:: YOUR INSTRUCTIONS ::
Rewrite the part of the entries that opens with the line containing "Where can the dark" and runs through the end of the entries, changing "single point" to "one point" and keeping everything else the same.

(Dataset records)
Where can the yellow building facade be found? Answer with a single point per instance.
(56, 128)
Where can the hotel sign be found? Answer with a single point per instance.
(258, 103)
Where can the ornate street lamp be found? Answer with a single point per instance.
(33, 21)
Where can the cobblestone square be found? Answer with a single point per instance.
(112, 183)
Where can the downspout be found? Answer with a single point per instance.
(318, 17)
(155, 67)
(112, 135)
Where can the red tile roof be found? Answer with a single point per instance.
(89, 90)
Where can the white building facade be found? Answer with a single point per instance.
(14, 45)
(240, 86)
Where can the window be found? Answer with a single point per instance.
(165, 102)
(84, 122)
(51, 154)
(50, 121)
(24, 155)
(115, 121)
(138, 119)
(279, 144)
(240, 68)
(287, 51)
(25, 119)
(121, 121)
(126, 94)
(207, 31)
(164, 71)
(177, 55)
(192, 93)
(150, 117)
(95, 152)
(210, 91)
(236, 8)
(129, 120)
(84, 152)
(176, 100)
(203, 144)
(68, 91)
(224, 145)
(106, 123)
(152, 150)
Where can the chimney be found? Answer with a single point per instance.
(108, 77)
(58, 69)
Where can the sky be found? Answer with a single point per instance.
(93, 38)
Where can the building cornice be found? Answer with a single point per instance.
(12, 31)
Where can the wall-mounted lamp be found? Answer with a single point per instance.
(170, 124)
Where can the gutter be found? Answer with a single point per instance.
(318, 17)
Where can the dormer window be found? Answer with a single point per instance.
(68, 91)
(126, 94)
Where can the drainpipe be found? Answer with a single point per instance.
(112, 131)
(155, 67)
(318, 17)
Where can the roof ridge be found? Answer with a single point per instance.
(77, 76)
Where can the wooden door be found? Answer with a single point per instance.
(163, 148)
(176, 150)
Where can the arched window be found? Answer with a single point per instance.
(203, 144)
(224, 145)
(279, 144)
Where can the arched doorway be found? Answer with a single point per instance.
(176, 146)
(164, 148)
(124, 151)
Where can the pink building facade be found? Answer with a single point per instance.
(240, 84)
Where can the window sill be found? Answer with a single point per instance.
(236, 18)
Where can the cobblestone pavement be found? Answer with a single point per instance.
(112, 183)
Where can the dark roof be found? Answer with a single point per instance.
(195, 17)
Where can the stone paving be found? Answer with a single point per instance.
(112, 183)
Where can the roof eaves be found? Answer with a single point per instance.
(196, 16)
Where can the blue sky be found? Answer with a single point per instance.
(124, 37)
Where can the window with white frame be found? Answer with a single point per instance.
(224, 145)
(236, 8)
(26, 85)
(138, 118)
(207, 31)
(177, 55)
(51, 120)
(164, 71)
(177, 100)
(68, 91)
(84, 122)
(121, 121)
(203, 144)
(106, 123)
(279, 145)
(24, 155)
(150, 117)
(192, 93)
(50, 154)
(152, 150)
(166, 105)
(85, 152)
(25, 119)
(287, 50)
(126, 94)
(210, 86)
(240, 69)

:: RESULT BELOW ::
Where can the dark roof be found? Answer with a one point per instance.
(195, 17)
Where can the stone paving be found? Answer with a one point per instance.
(112, 183)
Where can the roof eaves be found? Answer with a one point per instance.
(196, 16)
Where can the blue sky be found? Answer with a one point per instance.
(124, 37)
Where can the window with white frame be found? Answer with a one point per instance.
(224, 145)
(236, 8)
(26, 85)
(138, 118)
(207, 31)
(177, 55)
(51, 120)
(164, 71)
(177, 100)
(68, 91)
(84, 122)
(121, 121)
(203, 144)
(106, 123)
(279, 145)
(24, 155)
(150, 117)
(192, 93)
(50, 154)
(152, 150)
(166, 105)
(85, 152)
(25, 119)
(287, 50)
(126, 94)
(210, 86)
(240, 69)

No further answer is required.